• [TASK STATEMENT]
Rewrite the items below, changing every "set a marker" to "place a dot" and leaving everything else untouched.

• [DATA FOR THIS EXERCISE]
^^^^^^^^
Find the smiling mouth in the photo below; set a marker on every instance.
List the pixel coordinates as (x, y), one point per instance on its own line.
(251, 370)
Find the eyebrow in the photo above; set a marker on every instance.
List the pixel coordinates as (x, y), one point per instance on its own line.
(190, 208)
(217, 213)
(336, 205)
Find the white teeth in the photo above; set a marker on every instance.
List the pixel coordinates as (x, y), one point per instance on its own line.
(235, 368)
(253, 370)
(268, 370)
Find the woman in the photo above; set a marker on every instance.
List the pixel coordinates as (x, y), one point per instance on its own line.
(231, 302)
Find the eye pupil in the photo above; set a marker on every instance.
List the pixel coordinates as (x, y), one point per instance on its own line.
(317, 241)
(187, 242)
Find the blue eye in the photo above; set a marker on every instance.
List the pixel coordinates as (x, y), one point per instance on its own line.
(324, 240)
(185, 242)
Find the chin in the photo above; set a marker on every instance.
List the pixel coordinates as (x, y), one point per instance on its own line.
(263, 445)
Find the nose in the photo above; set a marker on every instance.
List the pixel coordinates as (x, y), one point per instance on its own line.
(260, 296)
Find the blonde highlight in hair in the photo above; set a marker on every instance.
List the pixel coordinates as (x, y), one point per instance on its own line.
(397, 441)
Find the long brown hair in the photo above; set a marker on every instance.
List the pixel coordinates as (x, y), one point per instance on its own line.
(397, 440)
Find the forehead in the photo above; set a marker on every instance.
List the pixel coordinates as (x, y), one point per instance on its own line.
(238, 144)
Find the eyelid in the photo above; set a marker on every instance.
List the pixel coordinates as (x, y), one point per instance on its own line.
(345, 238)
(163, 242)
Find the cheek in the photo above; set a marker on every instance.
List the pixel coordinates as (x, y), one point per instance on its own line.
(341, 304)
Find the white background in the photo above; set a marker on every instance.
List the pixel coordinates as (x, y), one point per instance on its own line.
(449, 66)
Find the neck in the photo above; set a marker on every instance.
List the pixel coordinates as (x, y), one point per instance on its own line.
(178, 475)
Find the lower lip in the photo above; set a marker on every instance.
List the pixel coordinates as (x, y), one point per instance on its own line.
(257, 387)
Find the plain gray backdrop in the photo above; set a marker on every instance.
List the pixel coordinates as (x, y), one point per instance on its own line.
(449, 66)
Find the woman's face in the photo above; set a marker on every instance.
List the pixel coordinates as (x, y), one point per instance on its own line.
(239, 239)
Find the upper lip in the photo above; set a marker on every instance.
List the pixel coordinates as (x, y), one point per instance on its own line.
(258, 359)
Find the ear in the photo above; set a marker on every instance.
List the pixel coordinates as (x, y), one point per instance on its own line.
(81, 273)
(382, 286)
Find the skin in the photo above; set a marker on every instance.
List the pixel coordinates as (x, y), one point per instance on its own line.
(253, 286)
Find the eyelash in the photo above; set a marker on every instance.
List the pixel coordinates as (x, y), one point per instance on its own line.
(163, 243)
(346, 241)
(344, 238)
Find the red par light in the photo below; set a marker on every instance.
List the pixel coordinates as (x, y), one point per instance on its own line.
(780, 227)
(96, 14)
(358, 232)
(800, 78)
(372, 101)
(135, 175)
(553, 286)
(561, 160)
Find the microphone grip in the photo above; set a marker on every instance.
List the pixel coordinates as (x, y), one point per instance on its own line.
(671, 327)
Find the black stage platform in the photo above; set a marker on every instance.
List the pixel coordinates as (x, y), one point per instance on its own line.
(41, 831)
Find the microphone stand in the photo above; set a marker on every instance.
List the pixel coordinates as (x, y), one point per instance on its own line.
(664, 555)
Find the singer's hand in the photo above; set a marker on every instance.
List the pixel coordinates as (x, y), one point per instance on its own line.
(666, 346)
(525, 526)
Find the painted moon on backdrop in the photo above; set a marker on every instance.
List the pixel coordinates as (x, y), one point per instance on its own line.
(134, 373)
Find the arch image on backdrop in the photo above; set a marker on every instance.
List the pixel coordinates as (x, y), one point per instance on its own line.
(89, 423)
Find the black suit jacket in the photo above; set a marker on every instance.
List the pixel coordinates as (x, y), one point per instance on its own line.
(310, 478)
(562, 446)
^^^^^^^^
• [TASK RESULT]
Find the smiling mouth in the photo below; place a dot on every instance.
List the pixel coordinates as (x, y), one point per instance on its own line.
(251, 370)
Find the eyebrow in the photo above; place a dot on every instance.
List the pixel coordinates as (x, y), one point per instance on its own line.
(190, 208)
(217, 213)
(336, 205)
Find the white teeth in the photo above; place a dot on every instance.
List the pixel coordinates as (x, y), one point per instance on its own line.
(235, 368)
(253, 370)
(268, 370)
Find the woman in the photo above; place a dot on every instance.
List the pixel coordinates as (x, y), one point per instance on its own line.
(231, 302)
Find the eye pupil in the photo above; place a dot on every instance.
List the pixel coordinates as (x, y), one point per instance on its own line.
(317, 241)
(187, 242)
Find the blue eye in the photo above; place a dot on every instance.
List the pixel coordinates as (x, y), one point per instance on its own line.
(324, 240)
(185, 242)
Find the chin in the photo above; place a dot on every instance.
List the pixel coordinates as (x, y), one point per instance on its own line.
(263, 445)
Find the nose in the photo above; place a dot on every instance.
List the pixel coordinates as (x, y), one point per instance on its own line.
(260, 296)
Find the blonde highlight in hair in the photo above; place a dot on every instance.
List the pixel coordinates as (x, y), one point per instance on its own line.
(397, 441)
Find the long brown hair in the photo above; place a dot on every instance.
List the pixel coordinates as (x, y), one point per instance on its own line.
(397, 440)
Find the forehead in the photo above; place a dot on every instance.
List the pixel coordinates as (x, y), one point per instance on its own line.
(238, 144)
Find the eyelid in the photo above; place a dot on every instance.
List the pixel coordinates as (x, y), one point per instance on its own line.
(345, 238)
(163, 242)
Find the cheek in the photo above; place a dot on every instance.
List the pixel coordinates as (x, y), one point per instance on its own line.
(341, 304)
Find the white background in the photo above; place a dot on every instance.
List the pixel coordinates as (x, y), one point per instance on its own line.
(449, 66)
Find the neck in the photo above; place a dot on every instance.
List the pixel coordinates as (x, y), one point per instance on its own line.
(178, 475)
Find the lower lip in the photo above; place a dot on every instance.
List the pixel coordinates as (x, y), one point per instance on its own line.
(257, 387)
Find the plain gray backdrop in the photo above; place a dot on every instance.
List the pixel coordinates as (x, y), one point per instance on its own line.
(449, 66)
Find the woman's face in the photo above; place a dot on every instance.
List the pixel coordinates as (x, y), one point per instance on its own line.
(239, 239)
Find the upper lip in the photo above; place a dot on every instance.
List the pixel coordinates as (x, y), one point per instance on its own line.
(258, 359)
Find the ear in the photo above; place a dot on every instance.
List the pixel coordinates as (x, y), one point per instance on its own line.
(81, 273)
(382, 286)
Find the skin in the photo above; place a dot on every instance.
List the pixel coordinates as (x, y), one point per instance on its own line.
(253, 286)
Find the eyelash in the photo above; place a dot on every instance.
List the pixel coordinates as (x, y), one point per instance on its own line.
(163, 243)
(346, 241)
(344, 238)
Find the red par light in the photo below; place a dot on every instance.
List the pixel coordinates as (x, y), one point per instance on its own line.
(780, 227)
(96, 14)
(358, 232)
(800, 78)
(372, 101)
(135, 175)
(553, 286)
(561, 160)
Find the microphone grip in the photo above; place a dot on every instance.
List the pixel coordinates as (x, y), one point per instance on its own line.
(671, 327)
Find the black stage platform in the photo above; place a dot on every instance.
List the pixel coordinates as (x, y), one point per instance on its own line.
(41, 831)
Find the microphone stand in the photo above; place a dot on every instance.
List the pixel coordinates as (x, y), one point per instance on its own line.
(664, 555)
Find the singer's hand in the photo above; place a dot on every instance.
List the pixel coordinates as (x, y), one point per instance on its own line.
(666, 346)
(525, 526)
Find the painted moon on backdrop in the photo above; place a dot on every instance.
List the pixel coordinates as (x, y), one point per instance on its own line.
(134, 373)
Find the arch image on backdrop in the photo above; place a dot on every instance.
List the pixel coordinates as (x, y), one point per instance on its own line.
(89, 423)
Find the black suit jacket in the photo above; place a dot on every instance.
List the pixel coordinates as (x, y), one point per instance on its own line.
(310, 478)
(562, 446)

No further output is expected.